Exercises →
(a) In the CRISPR patent article, how many patents will the campus hold in total once the additional allowed claims are counted?
(b) Please duplicate the part of the CRISPR patent article that opens with the words containing "The UC system" and closes with "of the patent.".
(c) Write the next part of the CRISPR patent article, picking up after its final sentence.

-- Selected excerpt follows --

The UC system and partners University of Vienna and Emmanuelle Charpentier were awarded a 12th patent for the CRISPR-Cas9 gene-editing technology from the U.S. Patent and Trademark Office, or USPTO, on Tuesday.
CRISPR technology was developed by a team of researchers, including campus biochemistry and molecular biology professor Jennifer Doudna and former campus postdoctoral researcher Martin Jinek. Professor Emmanuelle Charpentier of the Max Planck Institute for Infection Biology and Krzysztof Chylinski of the University of Vienna also developed the technology and are co-owners of the patent.
“The new patent covers compositions of single-molecule, DNA-targeting RNA and a Cas9 protein or nucleic acid encoding the Cas9 protein,” according to a UC Berkeley press release.
Claims for five additional patents have also been allowed by the USPTO — one of which will be released Sept. 10 — bringing the campus’s patent total to 17. These patents cover multiple methods of targeting and editing genes, including within plants, as well as animal and human cells.
With open-licensing policies, the UC allows nonprofit institutions, including academic institutions, to use the technology for noncommercial educational and research purposes.

-- Selected excerpt concluded --
-- Data excerpts follows --

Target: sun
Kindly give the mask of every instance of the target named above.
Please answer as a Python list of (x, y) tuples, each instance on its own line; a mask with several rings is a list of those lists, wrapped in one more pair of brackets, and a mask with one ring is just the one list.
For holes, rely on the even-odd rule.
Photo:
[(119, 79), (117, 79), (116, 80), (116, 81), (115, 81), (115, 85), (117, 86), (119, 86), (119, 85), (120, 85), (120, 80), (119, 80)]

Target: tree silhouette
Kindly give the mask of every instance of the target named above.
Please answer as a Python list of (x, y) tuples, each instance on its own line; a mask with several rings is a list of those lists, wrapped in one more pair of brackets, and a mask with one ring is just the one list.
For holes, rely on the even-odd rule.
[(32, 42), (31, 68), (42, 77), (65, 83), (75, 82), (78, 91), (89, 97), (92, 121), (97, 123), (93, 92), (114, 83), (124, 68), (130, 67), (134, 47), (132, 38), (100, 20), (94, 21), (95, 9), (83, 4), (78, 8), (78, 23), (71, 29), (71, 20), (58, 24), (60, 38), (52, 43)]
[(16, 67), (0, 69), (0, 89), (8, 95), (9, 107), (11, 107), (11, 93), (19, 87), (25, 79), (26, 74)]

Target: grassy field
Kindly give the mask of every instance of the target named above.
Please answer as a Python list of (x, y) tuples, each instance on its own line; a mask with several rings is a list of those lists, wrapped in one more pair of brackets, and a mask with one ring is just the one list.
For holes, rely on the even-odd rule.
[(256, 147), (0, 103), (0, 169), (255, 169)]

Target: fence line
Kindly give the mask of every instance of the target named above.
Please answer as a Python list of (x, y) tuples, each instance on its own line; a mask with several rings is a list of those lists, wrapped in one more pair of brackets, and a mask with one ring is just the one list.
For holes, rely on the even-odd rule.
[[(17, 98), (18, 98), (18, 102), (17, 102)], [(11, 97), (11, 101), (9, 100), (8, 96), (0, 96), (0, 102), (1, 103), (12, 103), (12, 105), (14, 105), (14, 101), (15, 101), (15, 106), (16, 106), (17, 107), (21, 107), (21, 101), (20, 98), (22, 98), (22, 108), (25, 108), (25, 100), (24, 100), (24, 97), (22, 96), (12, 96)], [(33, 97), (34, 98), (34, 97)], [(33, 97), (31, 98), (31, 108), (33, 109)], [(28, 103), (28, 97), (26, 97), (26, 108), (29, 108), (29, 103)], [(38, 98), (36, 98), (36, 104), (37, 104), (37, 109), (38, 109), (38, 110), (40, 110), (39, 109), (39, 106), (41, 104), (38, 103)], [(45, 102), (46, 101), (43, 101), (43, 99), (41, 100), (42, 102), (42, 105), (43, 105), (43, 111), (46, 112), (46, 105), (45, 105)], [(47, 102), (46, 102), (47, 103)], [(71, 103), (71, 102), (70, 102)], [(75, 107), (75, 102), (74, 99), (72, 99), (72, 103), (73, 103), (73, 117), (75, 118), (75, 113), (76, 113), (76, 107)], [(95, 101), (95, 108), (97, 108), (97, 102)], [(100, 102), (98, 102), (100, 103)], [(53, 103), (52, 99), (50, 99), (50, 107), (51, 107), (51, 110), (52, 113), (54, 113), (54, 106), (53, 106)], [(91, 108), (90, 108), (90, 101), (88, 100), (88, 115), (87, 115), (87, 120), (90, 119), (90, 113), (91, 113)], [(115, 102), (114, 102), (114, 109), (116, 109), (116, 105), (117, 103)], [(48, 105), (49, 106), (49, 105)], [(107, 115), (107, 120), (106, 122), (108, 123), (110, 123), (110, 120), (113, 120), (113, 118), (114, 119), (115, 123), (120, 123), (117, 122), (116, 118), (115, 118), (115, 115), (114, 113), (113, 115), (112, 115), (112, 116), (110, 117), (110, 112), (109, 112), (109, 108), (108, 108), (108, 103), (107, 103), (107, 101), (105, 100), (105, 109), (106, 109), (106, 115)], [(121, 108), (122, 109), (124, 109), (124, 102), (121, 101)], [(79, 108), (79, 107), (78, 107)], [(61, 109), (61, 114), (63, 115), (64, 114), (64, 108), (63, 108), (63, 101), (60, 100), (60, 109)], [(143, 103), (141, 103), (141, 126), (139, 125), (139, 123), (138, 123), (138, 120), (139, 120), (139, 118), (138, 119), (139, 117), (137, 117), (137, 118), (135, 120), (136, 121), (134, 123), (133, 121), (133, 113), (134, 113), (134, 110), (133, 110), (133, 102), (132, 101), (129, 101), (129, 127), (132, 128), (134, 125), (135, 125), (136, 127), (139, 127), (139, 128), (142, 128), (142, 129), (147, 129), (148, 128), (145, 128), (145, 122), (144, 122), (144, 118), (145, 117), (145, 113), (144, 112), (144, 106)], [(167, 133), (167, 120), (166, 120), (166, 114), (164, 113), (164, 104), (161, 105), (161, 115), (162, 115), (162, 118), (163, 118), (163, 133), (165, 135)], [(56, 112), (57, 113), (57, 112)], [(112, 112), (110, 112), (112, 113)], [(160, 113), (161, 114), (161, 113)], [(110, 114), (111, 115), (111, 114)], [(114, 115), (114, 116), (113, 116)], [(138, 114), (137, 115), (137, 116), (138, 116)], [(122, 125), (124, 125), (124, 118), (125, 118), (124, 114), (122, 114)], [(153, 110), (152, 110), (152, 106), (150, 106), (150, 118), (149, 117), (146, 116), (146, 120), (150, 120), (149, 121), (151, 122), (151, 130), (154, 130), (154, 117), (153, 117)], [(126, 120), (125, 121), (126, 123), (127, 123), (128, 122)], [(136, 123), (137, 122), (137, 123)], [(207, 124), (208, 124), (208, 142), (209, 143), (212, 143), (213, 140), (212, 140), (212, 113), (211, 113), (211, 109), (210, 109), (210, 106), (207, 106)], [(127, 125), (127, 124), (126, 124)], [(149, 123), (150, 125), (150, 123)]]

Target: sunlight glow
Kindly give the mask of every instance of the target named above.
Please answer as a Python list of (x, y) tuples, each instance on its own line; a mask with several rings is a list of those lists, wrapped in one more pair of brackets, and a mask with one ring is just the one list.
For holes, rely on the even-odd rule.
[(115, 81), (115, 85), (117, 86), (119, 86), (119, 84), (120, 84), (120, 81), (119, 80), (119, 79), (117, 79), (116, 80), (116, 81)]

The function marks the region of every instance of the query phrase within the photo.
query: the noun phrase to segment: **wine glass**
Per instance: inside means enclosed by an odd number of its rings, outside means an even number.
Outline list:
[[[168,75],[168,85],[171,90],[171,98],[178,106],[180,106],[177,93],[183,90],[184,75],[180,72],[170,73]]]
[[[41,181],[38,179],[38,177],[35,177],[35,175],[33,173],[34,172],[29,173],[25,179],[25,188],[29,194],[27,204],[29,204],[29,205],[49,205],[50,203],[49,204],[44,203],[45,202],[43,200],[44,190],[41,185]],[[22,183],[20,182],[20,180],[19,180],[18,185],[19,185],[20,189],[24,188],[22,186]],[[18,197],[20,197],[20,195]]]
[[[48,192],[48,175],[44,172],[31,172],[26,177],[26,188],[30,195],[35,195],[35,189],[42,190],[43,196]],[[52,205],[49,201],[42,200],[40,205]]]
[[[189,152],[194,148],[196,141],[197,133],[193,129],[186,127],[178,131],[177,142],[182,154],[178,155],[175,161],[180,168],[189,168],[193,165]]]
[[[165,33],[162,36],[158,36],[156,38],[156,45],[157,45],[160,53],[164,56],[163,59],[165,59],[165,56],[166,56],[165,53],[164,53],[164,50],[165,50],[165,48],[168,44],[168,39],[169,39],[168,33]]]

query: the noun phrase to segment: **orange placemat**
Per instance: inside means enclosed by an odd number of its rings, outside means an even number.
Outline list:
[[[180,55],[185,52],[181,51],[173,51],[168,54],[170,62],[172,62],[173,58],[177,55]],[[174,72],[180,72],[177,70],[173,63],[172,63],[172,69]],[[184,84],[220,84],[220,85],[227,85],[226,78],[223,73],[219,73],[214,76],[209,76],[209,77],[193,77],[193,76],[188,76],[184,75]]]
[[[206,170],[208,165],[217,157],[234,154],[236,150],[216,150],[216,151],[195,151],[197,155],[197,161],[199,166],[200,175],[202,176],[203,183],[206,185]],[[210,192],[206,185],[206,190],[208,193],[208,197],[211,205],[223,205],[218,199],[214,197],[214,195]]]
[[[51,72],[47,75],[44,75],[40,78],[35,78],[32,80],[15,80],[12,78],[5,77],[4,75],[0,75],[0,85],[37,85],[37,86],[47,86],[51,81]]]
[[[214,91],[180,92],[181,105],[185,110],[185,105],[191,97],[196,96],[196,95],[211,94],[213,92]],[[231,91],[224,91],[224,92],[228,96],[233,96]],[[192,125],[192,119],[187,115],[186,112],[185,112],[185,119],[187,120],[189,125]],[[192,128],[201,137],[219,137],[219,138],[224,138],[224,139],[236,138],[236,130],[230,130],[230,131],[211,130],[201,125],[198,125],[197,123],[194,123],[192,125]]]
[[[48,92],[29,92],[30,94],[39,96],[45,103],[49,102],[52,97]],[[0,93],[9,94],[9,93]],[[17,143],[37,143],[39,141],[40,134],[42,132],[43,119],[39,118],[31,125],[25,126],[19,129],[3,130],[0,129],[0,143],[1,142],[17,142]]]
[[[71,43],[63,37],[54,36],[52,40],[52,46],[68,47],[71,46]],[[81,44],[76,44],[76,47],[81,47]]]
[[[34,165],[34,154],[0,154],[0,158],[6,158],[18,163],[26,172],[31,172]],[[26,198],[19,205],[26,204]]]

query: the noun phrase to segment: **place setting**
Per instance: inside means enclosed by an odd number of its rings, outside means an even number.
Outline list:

-- Data excerpts concluded --
-- Data excerpts follows --

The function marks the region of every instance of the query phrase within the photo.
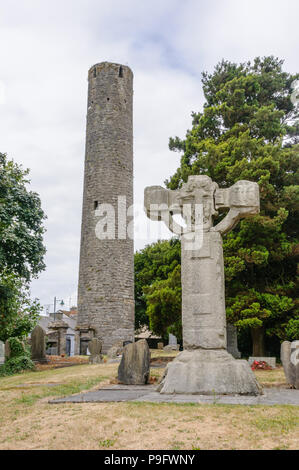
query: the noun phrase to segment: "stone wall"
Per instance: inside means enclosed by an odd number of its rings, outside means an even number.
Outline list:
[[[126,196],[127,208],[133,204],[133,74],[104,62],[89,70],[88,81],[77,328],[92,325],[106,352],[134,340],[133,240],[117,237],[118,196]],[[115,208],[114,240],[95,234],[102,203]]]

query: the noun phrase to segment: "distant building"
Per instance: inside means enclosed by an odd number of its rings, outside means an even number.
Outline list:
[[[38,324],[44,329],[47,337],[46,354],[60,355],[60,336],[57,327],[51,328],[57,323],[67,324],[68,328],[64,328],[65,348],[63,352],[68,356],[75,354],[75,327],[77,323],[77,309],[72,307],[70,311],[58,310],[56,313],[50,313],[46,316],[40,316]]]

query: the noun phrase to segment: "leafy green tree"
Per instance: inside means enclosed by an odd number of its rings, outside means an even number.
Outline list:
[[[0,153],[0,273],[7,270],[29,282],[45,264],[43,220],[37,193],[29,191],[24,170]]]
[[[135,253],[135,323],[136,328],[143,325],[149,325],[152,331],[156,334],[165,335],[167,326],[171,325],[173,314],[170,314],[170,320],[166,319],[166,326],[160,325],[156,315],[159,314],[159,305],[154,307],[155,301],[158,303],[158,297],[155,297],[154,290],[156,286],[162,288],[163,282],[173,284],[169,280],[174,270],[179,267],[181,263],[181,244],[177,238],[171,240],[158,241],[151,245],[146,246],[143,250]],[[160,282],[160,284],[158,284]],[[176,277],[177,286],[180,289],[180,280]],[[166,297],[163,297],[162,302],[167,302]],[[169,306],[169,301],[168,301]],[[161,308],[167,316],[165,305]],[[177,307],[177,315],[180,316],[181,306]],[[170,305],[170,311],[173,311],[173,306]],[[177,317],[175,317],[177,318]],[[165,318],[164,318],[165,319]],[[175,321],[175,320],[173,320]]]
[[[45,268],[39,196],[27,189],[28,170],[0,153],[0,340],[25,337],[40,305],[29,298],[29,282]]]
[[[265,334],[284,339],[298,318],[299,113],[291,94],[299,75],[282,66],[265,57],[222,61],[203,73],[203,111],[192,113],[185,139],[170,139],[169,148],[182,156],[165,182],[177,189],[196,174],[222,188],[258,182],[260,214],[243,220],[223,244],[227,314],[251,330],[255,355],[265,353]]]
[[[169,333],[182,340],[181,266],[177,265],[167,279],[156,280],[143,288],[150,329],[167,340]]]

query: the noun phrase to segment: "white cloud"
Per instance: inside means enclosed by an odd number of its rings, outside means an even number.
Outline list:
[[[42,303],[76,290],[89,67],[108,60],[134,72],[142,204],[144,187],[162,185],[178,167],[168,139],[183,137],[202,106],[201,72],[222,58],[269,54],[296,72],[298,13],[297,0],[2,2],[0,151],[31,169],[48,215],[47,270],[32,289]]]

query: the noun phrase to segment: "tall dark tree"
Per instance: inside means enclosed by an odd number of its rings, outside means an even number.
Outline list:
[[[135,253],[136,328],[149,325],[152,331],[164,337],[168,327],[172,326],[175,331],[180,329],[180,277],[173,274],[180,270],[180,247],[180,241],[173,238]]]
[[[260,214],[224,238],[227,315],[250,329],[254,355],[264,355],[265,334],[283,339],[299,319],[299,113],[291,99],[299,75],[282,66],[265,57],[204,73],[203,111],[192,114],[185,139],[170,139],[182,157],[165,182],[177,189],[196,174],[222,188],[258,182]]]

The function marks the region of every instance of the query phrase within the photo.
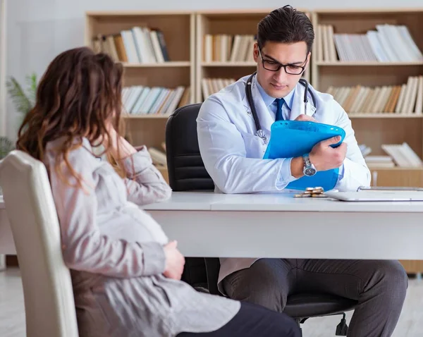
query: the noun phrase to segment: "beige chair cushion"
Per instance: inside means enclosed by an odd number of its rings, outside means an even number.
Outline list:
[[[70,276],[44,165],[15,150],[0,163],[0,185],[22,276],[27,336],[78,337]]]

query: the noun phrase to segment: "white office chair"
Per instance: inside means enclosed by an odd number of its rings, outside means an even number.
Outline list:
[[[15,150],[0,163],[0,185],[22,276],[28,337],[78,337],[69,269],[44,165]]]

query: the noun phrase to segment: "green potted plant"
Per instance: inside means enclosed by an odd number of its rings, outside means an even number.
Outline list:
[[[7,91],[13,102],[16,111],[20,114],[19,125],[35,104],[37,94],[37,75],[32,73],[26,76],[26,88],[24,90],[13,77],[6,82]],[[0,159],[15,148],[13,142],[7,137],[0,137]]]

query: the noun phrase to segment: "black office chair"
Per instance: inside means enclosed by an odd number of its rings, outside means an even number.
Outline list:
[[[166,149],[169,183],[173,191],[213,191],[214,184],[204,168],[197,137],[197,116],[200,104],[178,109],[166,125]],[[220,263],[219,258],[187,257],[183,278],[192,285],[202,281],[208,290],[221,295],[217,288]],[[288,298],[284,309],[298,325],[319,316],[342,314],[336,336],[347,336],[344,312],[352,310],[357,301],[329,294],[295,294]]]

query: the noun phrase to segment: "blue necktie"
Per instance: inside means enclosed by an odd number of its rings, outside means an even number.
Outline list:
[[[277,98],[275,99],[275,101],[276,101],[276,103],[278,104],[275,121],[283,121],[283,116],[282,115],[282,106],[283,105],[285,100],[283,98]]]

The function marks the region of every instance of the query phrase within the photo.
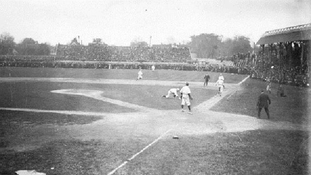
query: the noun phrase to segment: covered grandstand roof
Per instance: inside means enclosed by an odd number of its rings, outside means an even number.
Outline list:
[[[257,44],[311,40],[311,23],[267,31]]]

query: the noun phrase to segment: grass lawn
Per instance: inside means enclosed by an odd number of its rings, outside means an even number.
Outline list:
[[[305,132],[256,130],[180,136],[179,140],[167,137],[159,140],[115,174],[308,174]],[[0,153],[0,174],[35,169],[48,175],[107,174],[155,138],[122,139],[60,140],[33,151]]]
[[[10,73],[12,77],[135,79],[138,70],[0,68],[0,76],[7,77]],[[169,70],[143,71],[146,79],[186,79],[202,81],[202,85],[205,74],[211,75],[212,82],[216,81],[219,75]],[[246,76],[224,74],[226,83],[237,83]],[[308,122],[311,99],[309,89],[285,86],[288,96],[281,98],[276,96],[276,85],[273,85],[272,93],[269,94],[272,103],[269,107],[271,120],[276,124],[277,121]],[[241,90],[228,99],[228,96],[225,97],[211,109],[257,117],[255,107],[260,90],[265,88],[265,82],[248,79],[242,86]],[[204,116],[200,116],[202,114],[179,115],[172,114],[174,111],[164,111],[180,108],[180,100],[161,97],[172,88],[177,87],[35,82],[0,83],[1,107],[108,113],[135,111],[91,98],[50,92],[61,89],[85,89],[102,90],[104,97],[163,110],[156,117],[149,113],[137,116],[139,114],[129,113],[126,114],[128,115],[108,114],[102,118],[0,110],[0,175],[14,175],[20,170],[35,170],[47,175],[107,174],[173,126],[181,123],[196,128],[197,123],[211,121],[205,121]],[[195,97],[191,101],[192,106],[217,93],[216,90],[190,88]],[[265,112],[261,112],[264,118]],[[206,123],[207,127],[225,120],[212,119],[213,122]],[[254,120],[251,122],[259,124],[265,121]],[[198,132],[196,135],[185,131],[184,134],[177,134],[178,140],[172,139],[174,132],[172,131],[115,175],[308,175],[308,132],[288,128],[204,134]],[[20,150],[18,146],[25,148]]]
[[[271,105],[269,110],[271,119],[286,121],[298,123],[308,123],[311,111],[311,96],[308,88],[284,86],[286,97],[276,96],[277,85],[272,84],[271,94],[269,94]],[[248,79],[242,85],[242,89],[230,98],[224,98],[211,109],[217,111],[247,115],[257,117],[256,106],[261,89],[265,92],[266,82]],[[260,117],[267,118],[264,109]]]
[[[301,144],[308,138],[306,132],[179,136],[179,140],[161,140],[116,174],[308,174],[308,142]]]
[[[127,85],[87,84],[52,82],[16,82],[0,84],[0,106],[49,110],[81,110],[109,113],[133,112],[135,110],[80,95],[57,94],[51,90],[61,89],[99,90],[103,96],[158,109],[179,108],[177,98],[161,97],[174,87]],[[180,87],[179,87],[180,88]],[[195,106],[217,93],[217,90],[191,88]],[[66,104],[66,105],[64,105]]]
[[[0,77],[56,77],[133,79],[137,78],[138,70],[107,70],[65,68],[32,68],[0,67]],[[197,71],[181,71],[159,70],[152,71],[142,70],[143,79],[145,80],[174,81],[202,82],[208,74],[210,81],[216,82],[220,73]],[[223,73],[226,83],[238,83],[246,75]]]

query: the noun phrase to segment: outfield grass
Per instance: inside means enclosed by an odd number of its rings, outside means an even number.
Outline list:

-- Data excerpts concluded --
-- Data excerpts follows --

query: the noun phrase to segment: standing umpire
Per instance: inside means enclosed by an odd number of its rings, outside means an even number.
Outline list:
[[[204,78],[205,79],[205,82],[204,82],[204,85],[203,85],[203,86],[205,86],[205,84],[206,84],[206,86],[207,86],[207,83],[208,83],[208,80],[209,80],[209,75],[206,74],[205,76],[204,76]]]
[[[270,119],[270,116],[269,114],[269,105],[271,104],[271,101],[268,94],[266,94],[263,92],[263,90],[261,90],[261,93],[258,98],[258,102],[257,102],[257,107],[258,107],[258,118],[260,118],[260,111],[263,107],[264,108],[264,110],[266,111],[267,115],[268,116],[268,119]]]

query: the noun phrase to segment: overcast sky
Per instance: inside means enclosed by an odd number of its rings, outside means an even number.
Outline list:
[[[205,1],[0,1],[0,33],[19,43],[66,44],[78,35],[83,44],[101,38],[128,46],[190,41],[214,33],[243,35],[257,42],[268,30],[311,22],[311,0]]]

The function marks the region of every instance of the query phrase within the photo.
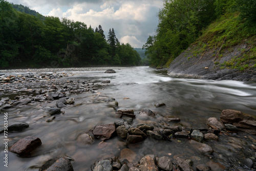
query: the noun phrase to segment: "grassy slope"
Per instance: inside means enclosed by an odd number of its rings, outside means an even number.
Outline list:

-- Data excerpts concluded --

Per-task outputs →
(a) 17

(b)
The UC system and partners University of Vienna and Emmanuelle Charpentier were awarded a 12th patent for the CRISPR-Cas9 gene-editing technology from the U.S. Patent and Trademark Office, or USPTO, on Tuesday.
CRISPR technology was developed by a team of researchers, including campus biochemistry and molecular biology professor Jennifer Doudna and former campus postdoctoral researcher Martin Jinek. Professor Emmanuelle Charpentier of the Max Planck Institute for Infection Biology and Krzysztof Chylinski of the University of Vienna also developed the technology and are co-owners of the patent.

(c)
The UC also has an exclusive license with Caribou Biosciences Inc., a CRISPR-Cas genome-editing company based in Berkeley, which sublicenses the patent family to several international companies and encourages the development and commercialization of the technology, according to the press release.
“The continued recognition from the USPTO of the Doudna-Charpentier team for the CRISPR-Cas9 gene-editing technology speaks to the revolutionary nature of the team’s work,” said Eldora Ellison, the lead patent strategist on CRISPR-Cas9 matters for UC and a director at the law firm Sterne, Kessler, Goldstein & Fox, in the press release. “The university remains committed to its fundamental mission of applying the CRISPR-Cas9 invention for the public good.”